• [WORK TASK 1]
Answer these questions from the blog post about Joey.
(a) Where was Joey wading when the wave swept him away?
(b) In what year did the writer and Joey first start hanging out in New Zealand?
(c) Which three bands did the writer introduce Joey to?
• [WORK TASK 2]
Return the passage of the blog post about Joey word for word, beginning at "Joey (center) poses" and stopping after "once was possibility.".

Monday, July 21, 2008

A Heavy Metal Elegy for Joey

Joey (right) eyes the stacks at Real Groovy in Wellington, New Zealand (2003)

A couple days ago, my good friend Joey Lutz died. He was wading in shallow water at a beach in northern Panama when a wave swept him away and he was dragged underwater. In my mind, he died heroically - he was standing erect, defying that wave to do its worst. I imagine him contemplating how happy he was to be in such an exotic place in the minutes before it happened. Joey took nothing for granted. We first started hanging out in New Zealand in 2003 on separate study abroad programs, just two pensive Jewish kids from Los Angeles in the most beautiful country on earth. He was the one that learned to drive reverse stick-shift so that we could get out of Wellington for the day and explore the less populated areas. He tried (and failed) to make inroads in the Kiwi standup comedy circuit, just because. And he was always appreciative of the simple joy of grabbing a pint of Tui after class. 

Joey (center) poses with his barbershop quartet, which he wanted me to join

After we returned from New Zealand, Joey remained an infrequently seen but extremely valued friend to me. We hiked, went to lunch, chatted about our parallel relationship triumphs and woes. He took me to my first reggae concert. In exchange, I introduced him to Mayhem, Emperor and Dissection. I always left his company lightened, smarter, smilier. When I was with Joey I could just be. And maybe because his role in my life was as a friend whose philosophies and quiet strengths I admired, rather than as a constant companion, the pain I feel at his loss isn't a sharp pain - it's a dull ache, an absence where there once was possibility.

[Collected data entries]
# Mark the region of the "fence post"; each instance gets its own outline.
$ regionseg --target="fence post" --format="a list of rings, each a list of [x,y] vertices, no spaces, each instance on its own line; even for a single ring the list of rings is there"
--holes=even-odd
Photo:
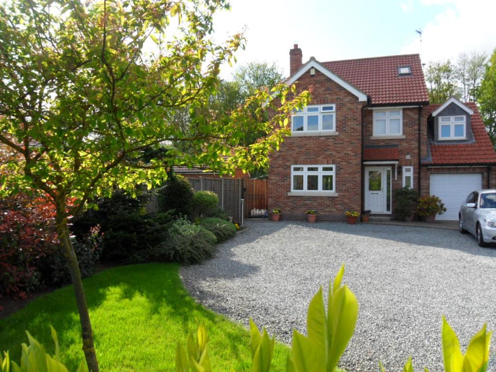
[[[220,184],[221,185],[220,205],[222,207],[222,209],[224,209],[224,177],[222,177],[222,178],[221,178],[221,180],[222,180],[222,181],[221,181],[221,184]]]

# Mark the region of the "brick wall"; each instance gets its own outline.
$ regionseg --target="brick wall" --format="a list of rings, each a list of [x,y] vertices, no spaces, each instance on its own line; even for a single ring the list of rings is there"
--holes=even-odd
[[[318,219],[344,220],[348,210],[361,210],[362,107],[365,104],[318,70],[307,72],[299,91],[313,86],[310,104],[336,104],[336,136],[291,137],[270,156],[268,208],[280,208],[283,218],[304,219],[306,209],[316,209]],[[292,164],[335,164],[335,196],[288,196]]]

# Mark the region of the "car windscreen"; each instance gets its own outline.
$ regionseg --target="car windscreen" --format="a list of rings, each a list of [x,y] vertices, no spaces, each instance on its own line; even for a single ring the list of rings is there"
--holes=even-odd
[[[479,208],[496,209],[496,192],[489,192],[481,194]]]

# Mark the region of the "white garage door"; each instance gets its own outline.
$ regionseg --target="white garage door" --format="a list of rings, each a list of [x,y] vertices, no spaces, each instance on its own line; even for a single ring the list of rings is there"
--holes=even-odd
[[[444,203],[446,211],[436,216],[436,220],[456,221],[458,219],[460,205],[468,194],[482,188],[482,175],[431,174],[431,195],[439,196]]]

• [YOUR SOLUTION 1]
(a) In shallow water at a beach in northern Panama.
(b) 2003.
(c) Mayhem, Emperor and Dissection.

• [YOUR SOLUTION 2]
Joey (center) poses with his barbershop quartet, which he wanted me to join

After we returned from New Zealand, Joey remained an infrequently seen but extremely valued friend to me. We hiked, went to lunch, chatted about our parallel relationship triumphs and woes. He took me to my first reggae concert. In exchange, I introduced him to Mayhem, Emperor and Dissection. I always left his company lightened, smarter, smilier. When I was with Joey I could just be. And maybe because his role in my life was as a friend whose philosophies and quiet strengths I admired, rather than as a constant companion, the pain I feel at his loss isn't a sharp pain - it's a dull ache, an absence where there once was possibility.